> **Exercise details**:
Exactly reproduce the line that contains "point: green tree" and all lines after it in the entries below, through the very last line.

> **Stored dataset items**:
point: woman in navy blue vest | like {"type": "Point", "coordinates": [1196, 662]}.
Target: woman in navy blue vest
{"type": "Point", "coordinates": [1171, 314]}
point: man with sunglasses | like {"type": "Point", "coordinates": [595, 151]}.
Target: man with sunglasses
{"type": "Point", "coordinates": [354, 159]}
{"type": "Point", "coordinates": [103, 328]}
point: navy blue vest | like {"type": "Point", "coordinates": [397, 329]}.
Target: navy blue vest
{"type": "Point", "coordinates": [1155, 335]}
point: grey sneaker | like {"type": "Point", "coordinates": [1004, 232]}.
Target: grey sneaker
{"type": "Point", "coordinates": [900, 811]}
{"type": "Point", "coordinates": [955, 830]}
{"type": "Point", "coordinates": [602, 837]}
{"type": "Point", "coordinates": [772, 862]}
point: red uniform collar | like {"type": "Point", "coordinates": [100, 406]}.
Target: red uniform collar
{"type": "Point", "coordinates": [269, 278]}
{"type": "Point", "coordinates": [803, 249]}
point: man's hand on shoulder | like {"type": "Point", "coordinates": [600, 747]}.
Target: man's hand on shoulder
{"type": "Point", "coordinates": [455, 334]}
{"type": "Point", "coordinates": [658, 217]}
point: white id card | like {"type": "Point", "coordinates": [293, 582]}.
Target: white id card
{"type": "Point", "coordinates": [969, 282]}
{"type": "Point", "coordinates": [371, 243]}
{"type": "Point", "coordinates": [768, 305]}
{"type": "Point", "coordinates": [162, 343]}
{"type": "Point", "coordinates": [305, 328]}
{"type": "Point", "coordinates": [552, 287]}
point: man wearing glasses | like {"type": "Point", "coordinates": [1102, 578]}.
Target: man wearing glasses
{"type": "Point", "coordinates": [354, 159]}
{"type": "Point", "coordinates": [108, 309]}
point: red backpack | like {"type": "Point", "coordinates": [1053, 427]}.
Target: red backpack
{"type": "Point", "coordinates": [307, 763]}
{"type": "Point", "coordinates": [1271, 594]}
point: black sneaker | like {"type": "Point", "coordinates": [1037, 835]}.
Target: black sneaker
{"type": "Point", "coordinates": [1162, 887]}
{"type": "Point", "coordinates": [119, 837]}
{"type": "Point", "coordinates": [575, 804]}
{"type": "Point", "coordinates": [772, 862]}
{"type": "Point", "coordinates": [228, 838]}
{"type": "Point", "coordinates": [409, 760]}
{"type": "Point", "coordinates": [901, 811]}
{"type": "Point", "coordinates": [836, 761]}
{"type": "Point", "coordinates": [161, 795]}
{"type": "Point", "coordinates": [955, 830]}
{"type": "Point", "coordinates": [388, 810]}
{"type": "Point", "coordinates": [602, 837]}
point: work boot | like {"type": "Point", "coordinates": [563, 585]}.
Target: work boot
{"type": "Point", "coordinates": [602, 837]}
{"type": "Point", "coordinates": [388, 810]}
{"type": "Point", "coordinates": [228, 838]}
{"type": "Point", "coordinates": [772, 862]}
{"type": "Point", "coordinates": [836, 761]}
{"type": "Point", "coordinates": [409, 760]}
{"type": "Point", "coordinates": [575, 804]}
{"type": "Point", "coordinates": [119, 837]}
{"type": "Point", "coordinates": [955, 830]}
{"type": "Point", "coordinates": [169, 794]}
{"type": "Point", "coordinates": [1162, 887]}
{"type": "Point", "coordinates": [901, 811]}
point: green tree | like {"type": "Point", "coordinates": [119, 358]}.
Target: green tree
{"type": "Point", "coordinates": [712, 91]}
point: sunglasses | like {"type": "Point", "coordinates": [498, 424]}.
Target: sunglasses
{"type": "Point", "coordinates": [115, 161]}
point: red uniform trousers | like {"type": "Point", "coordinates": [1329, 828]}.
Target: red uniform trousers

> **Output below**:
point: green tree | like {"type": "Point", "coordinates": [119, 358]}.
Target: green tree
{"type": "Point", "coordinates": [712, 91]}
point: sunglasses | like {"type": "Point", "coordinates": [498, 424]}.
Target: sunglasses
{"type": "Point", "coordinates": [115, 161]}
point: red uniform trousers | like {"type": "Point", "coordinates": [1329, 828]}.
Target: red uniform trousers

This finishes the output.